*AIM OF THE TASK*: Arrange the lines from the first one through the line containing "[[282, 112]]", both included, as a Markdown table with a No. column for the row number and a Text column for the line, leaving out any blank lines.
=-=-=-=-=
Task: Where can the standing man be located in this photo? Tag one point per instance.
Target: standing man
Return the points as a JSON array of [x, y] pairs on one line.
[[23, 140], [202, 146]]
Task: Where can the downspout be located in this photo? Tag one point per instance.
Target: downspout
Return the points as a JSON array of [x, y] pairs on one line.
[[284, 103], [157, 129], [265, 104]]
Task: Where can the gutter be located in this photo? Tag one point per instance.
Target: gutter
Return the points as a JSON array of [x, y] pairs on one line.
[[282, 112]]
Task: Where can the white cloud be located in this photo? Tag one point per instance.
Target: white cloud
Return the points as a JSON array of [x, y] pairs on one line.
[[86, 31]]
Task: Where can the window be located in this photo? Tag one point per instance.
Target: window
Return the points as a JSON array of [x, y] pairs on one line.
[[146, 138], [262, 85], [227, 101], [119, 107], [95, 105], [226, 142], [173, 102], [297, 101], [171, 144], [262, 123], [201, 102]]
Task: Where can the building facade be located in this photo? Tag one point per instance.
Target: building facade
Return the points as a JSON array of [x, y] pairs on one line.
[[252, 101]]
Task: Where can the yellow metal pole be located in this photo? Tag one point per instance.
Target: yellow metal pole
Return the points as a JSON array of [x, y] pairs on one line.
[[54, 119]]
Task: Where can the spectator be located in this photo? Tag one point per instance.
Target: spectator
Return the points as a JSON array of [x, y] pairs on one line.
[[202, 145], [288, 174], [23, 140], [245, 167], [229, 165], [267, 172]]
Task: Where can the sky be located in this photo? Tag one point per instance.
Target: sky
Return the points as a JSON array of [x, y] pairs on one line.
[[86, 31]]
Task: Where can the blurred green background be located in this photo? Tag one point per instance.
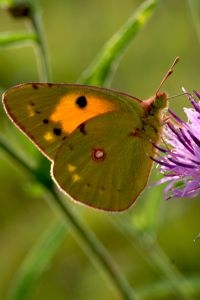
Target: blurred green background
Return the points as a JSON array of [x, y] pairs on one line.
[[74, 32]]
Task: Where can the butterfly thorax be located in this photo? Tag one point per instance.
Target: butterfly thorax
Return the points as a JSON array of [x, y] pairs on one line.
[[152, 120]]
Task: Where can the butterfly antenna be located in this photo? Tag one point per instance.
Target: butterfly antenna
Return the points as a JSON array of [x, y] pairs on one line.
[[169, 72]]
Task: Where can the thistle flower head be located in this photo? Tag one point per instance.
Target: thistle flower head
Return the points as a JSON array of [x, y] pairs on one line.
[[179, 159]]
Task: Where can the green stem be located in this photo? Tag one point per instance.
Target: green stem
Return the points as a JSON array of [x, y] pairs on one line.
[[43, 64], [98, 251]]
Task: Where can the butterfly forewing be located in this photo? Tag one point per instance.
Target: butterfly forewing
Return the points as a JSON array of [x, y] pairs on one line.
[[48, 113]]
=-=-=-=-=
*ANSWER TO THE TASK*:
| No. | Text |
|---|---|
| 1 | Task: Where can the standing man be located in this photo? Tag one point per instance. |
| 2 | Target: standing man |
| 3 | Return the points as a JSON array of [x, y] pairs on one line. |
| 4 | [[23, 140], [202, 146]] |
| 5 | Task: Where can the downspout be located in this photo? Tag one point per instance. |
| 6 | Target: downspout |
| 7 | Return the points as a JSON array of [x, y] pairs on one line. |
| 8 | [[284, 103], [157, 129], [265, 104]] |
| 9 | Task: Where can the gutter be located in this photo? Tag one point per instance. |
| 10 | Target: gutter |
| 11 | Return the points as a JSON array of [x, y] pairs on one line. |
| 12 | [[282, 112]] |